Copy out each of the following lines without changing anything in them, from the first listing through the last.

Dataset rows
#####
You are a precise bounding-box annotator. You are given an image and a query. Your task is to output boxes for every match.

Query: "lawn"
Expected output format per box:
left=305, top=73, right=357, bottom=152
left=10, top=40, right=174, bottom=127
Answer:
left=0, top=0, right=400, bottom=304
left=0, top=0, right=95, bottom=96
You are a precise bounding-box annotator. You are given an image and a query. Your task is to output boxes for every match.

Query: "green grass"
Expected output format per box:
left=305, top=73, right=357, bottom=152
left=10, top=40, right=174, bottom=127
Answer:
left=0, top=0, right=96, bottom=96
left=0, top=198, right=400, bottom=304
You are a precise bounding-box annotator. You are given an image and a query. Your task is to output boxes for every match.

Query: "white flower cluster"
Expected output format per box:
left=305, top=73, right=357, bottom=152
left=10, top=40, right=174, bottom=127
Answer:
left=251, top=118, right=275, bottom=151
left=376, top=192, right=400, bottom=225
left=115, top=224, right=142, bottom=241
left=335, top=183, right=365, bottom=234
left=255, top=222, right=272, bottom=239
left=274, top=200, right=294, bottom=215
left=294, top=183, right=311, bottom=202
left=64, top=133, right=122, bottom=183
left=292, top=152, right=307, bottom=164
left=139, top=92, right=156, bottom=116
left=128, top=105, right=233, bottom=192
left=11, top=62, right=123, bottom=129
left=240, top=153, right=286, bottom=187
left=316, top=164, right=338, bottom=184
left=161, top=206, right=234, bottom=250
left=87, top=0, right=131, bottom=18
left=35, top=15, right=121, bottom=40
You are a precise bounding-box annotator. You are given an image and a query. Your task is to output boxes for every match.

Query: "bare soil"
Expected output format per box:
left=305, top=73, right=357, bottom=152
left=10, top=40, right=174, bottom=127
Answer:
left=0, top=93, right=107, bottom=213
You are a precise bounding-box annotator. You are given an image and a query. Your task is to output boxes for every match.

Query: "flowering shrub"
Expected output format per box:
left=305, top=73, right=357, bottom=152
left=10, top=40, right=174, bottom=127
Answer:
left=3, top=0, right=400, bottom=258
#####
▶ **Result of this task**
You are a precise bounding-box annotator. You are given an image and a query. Your task is to output boxes for every match.

Query: "lawn"
Expected output format per box:
left=305, top=73, right=357, bottom=152
left=10, top=40, right=174, bottom=127
Answer:
left=0, top=0, right=400, bottom=304
left=0, top=0, right=95, bottom=96
You are a precise bounding-box annotator. You are given an image and a query. Your task is to output boxes for every match.

Query: "green grass"
Expected output format per box:
left=305, top=73, right=357, bottom=152
left=10, top=40, right=174, bottom=127
Answer:
left=0, top=0, right=96, bottom=96
left=0, top=198, right=400, bottom=304
You are a precise bounding-box annotator. You are given an image and a query. Your task is to output boxes for every match.

Query: "white flower cluster"
Expected output format per box:
left=305, top=73, right=357, bottom=152
left=10, top=40, right=174, bottom=127
Answer:
left=251, top=118, right=275, bottom=151
left=376, top=192, right=400, bottom=225
left=115, top=224, right=142, bottom=241
left=335, top=183, right=365, bottom=234
left=255, top=222, right=272, bottom=239
left=274, top=200, right=294, bottom=215
left=294, top=183, right=311, bottom=202
left=64, top=133, right=122, bottom=183
left=292, top=152, right=307, bottom=164
left=139, top=92, right=156, bottom=116
left=128, top=105, right=233, bottom=192
left=11, top=62, right=123, bottom=129
left=240, top=153, right=286, bottom=187
left=316, top=164, right=338, bottom=184
left=161, top=206, right=234, bottom=250
left=87, top=0, right=131, bottom=18
left=35, top=15, right=121, bottom=40
You are a precise bounding-box annotator. You are given an image and a query. Your task is to output boxes for every match.

Query: "bare soil"
Expected output format per box:
left=305, top=73, right=357, bottom=152
left=10, top=40, right=174, bottom=127
Answer:
left=0, top=93, right=107, bottom=213
You are a precise bounding-box annotator. You are given an image and a query. Your task is to output boxes for every match.

Query: "flowering shrub"
Expected output format per box:
left=305, top=73, right=357, bottom=152
left=10, top=40, right=174, bottom=127
Answer:
left=3, top=0, right=400, bottom=258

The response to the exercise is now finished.